=== Section Start ===

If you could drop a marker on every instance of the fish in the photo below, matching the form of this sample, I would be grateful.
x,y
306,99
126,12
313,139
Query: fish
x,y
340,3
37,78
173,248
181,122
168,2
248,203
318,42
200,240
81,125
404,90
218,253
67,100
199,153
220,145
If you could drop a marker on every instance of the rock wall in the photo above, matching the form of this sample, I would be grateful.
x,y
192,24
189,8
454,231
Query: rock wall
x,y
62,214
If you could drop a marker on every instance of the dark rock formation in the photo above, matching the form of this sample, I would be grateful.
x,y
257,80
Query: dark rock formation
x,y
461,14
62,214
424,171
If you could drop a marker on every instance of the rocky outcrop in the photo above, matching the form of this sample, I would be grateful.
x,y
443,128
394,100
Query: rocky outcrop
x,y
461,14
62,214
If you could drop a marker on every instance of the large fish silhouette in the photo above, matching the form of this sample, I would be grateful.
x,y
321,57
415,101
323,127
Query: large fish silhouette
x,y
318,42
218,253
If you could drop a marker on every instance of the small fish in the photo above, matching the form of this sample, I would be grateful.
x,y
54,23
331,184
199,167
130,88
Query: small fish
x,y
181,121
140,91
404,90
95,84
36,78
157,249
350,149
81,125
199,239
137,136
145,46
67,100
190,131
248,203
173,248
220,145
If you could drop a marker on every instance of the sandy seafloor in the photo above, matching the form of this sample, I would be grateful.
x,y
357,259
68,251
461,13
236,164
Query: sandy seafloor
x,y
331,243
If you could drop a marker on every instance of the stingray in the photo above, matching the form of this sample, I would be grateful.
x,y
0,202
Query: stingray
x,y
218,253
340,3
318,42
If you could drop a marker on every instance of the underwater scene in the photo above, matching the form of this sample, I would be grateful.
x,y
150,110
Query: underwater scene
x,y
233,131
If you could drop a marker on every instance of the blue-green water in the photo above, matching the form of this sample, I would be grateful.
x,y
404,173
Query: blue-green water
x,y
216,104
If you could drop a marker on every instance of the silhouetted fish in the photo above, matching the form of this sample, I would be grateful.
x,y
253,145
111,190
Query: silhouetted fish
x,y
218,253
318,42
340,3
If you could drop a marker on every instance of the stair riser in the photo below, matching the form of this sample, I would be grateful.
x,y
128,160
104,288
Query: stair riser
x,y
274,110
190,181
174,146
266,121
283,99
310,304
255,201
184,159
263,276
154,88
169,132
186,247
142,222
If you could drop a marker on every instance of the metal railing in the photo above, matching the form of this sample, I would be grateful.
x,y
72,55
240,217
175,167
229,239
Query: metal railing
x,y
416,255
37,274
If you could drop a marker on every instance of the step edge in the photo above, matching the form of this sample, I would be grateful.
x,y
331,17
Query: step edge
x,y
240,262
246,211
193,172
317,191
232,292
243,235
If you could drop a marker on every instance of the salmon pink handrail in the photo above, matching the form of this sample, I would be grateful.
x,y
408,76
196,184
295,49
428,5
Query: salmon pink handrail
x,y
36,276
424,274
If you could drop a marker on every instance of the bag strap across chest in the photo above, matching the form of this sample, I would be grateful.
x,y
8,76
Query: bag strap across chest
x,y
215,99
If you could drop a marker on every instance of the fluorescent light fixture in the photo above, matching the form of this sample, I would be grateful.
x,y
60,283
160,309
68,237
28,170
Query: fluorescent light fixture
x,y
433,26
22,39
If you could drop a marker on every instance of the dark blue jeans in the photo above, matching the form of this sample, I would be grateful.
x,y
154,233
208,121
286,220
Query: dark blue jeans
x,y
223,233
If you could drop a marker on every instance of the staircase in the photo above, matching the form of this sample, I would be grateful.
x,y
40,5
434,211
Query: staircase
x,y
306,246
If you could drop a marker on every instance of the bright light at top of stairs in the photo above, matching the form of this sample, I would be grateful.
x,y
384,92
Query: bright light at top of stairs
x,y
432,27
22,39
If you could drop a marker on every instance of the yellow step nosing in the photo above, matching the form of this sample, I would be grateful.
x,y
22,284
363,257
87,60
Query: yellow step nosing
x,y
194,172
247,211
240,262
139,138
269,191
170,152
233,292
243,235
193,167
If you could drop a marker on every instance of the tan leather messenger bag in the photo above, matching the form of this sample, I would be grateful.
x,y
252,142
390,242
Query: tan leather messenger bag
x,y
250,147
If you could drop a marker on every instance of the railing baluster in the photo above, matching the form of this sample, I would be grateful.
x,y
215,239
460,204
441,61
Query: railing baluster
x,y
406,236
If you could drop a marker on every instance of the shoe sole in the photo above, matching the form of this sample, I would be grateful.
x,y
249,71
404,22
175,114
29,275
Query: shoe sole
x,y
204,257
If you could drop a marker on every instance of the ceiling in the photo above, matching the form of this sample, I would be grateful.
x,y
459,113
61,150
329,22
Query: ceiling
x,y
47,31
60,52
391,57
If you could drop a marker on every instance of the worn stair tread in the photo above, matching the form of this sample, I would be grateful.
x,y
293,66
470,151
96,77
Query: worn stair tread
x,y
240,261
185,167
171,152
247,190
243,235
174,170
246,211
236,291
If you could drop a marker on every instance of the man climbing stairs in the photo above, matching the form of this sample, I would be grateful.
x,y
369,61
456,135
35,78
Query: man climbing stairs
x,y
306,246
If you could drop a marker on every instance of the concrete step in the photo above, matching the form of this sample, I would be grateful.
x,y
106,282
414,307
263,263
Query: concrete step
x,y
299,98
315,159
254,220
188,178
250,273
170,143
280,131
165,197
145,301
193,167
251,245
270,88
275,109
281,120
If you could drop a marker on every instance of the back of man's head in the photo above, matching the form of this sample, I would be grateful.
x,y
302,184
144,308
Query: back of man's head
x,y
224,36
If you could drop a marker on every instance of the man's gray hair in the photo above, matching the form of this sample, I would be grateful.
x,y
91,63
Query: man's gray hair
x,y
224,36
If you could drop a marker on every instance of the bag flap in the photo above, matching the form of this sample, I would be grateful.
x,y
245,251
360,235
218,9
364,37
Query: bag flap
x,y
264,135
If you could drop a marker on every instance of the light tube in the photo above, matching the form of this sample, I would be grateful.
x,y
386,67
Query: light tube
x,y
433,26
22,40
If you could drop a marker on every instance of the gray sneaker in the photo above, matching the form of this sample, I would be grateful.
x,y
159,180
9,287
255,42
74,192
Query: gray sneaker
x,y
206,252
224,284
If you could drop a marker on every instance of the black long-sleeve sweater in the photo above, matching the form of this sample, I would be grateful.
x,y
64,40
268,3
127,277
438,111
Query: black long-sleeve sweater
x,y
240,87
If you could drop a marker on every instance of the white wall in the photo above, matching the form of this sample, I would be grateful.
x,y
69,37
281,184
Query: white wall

=== Section End ===

What is required => All that is needed is the material, repeated exactly.

Your solution =>
If you could drop a marker on every instance of the fish in the photo below, matching the form of this sample, I would be grateful.
x,y
306,99
126,12
313,139
Query: fish
x,y
340,3
37,78
173,248
181,122
168,2
248,203
318,42
200,240
81,125
404,90
218,253
67,100
199,153
220,145
If you could drop a marker on every instance of the rock wall in the photo above, matching the form of this sample, I would be grateful.
x,y
192,24
189,8
454,231
Query: rock wall
x,y
62,214
If you could drop a marker on every instance of the dark rock formation in the photo above, matching the form of this sample, I would be grateful.
x,y
257,80
Query: dark rock formation
x,y
461,14
62,214
424,171
If you could drop a marker on every instance of the rocky outcrop in the photo above, matching the form of this sample, I would be grateful.
x,y
443,128
394,100
Query: rocky outcrop
x,y
461,14
62,214
If you could drop a marker on every instance of the large fish silhouette in the photo above, matching the form of this sample, I would be grateful.
x,y
321,57
415,101
323,127
Query: large fish silhouette
x,y
318,42
218,253
If you could drop a marker on every instance of the small fish in the photo above, matching the form of this sample, I would be grateful.
x,y
54,23
331,184
199,167
130,88
Query: small fish
x,y
181,121
140,91
404,90
95,84
36,78
157,249
350,149
81,125
199,239
137,136
145,46
67,100
190,131
248,203
173,248
220,145
If you could drop a marker on every instance of the sandy seafloor in the photo above, matching the form of this sample, I would be grateful.
x,y
357,259
68,251
461,13
236,164
Query: sandy seafloor
x,y
331,243
If you could drop a marker on every instance of the stingray in the photo above, matching the form of this sample, I would be grateful.
x,y
0,202
Query: stingray
x,y
218,253
340,3
318,42
If you could drop a marker on every instance of the underwater scene in the photo above, matching the form of this sample, I would be grateful.
x,y
150,110
Query: underwater scene
x,y
233,131
If you could drop a marker on every instance of the blue-green water in the photo above, matching the form of this sample, I would be grateful.
x,y
404,173
Query: blue-green water
x,y
216,104
If you could drop a marker on every instance of the silhouetted fish in the photo above, matching the form of this sample, I would be grateful.
x,y
253,145
111,190
Query: silhouetted fish
x,y
218,253
318,42
340,3
If you could drop a marker on every instance of the stair riser in the photo below, matching the form of this sample, I would be grateful.
x,y
128,160
104,288
Query: stair riser
x,y
274,110
190,181
174,146
266,121
283,99
310,304
255,201
184,159
263,276
154,88
169,132
186,247
142,222
If you could drop a marker on every instance of the metal railing in the photo above, matching the form of this sample, I would be grateful.
x,y
72,55
240,217
175,167
229,239
Query: metal railing
x,y
416,255
37,274
If you could drop a marker on every instance of the step edge in the photo above, matching the form of this sample, I would be grateful.
x,y
331,17
Query: step edge
x,y
240,262
246,211
193,172
317,191
232,292
243,235
If you could drop a marker on every instance of the salmon pink handrail in the photo above, matching the form of this sample, I would be grateful.
x,y
408,76
196,184
295,49
428,5
Query: salmon pink handrail
x,y
36,276
424,274
If you could drop a marker on every instance of the bag strap across chest in the photo above, matching the form of this sample, I would be grateful.
x,y
8,76
Query: bag strap across chest
x,y
215,99
If you could drop a marker on every instance of the fluorescent light fixture in the photo above, matching the form of this sample, I would be grateful.
x,y
60,283
160,309
68,237
28,170
Query: fluorescent light fixture
x,y
433,26
22,39
If you could drop a marker on every instance of the dark blue jeans in the photo above, matching the form of this sample, I would be grateful.
x,y
154,233
208,121
286,220
Query: dark blue jeans
x,y
223,233
If you could drop a marker on every instance of the staircase in the photo above, matching the form of this sample, I would be grateful.
x,y
40,5
434,211
Query: staircase
x,y
306,246
If you could drop a marker on every instance of the bright light at top of stairs in the photo above, matching the form of this sample, I would be grateful.
x,y
384,92
Query: bright light at top of stairs
x,y
432,27
22,39
If you could drop a marker on every instance of the yellow step nosing in the photo above, matching the form of this sample, I would be grateful.
x,y
22,284
363,257
87,60
Query: yellow step nosing
x,y
194,172
247,211
240,262
139,138
269,191
170,152
233,292
243,235
193,167
If you could drop a marker on every instance of the tan leather messenger bag in the photo above, matching the form of this sample, I would be grateful.
x,y
252,142
390,242
Query: tan leather messenger bag
x,y
250,147
If you could drop a marker on every instance of the railing baluster in the photo above, matching the form of this sample, I would be grateful.
x,y
215,239
460,204
441,61
Query: railing baluster
x,y
406,236
If you could drop a marker on every instance of the shoe sole in the photo above, matching the form of this sample, I would be grateful.
x,y
249,71
404,22
175,114
29,275
Query: shoe sole
x,y
204,257
If you could drop a marker on every instance of the ceiling in the photo above, matching the form of this sample, I would be grateful.
x,y
459,113
61,150
329,22
Query: ceiling
x,y
47,31
60,52
391,57
If you could drop a marker on every instance of the worn stair tread in the photo above, matching the form of this sample, I would be grateful.
x,y
293,66
470,151
96,77
Query: worn stair tread
x,y
240,261
185,167
171,152
247,190
243,235
174,170
246,211
236,291
If you could drop a marker on every instance of the man climbing stairs in the photo above, matching the form of this sample, I would be grateful.
x,y
369,61
456,135
35,78
Query: man climbing stairs
x,y
306,246
If you could drop a marker on every instance of the concrete step in the photo above, matching the form of this sample, I would be grateful.
x,y
106,282
414,307
263,263
Query: concrete step
x,y
299,98
315,159
254,220
188,178
250,273
170,143
280,131
165,197
145,301
193,167
251,245
270,88
275,109
281,120
If you could drop a marker on every instance of the back of man's head in the photo above, matching the form of this sample, I would be grateful.
x,y
302,184
144,308
Query: back of man's head
x,y
224,36
If you could drop a marker on every instance of the man's gray hair in the photo above, matching the form of this sample, I would be grateful.
x,y
91,63
Query: man's gray hair
x,y
224,36
If you could drop a marker on every instance of the bag flap in the photo above, matching the form of this sample, I would be grateful.
x,y
245,251
360,235
218,9
364,37
Query: bag flap
x,y
264,135
If you could drop a marker on every instance of the light tube in the photo above, matching the form of this sample, I would be grateful.
x,y
386,67
Query: light tube
x,y
433,26
22,40
If you could drop a marker on every instance of the gray sneaker in the photo above, matching the form of this sample, I would be grateful.
x,y
159,180
9,287
255,42
74,192
Query: gray sneaker
x,y
206,252
224,284
If you could drop a marker on every instance of the black long-sleeve sweater in the photo above, matching the form of this sample, I would be grateful.
x,y
64,40
268,3
127,277
438,111
Query: black long-sleeve sweater
x,y
240,87
If you could drop a marker on every instance of the white wall in the photo above, matching the form of this sample, I would be grateful.
x,y
69,37
281,184
Query: white wall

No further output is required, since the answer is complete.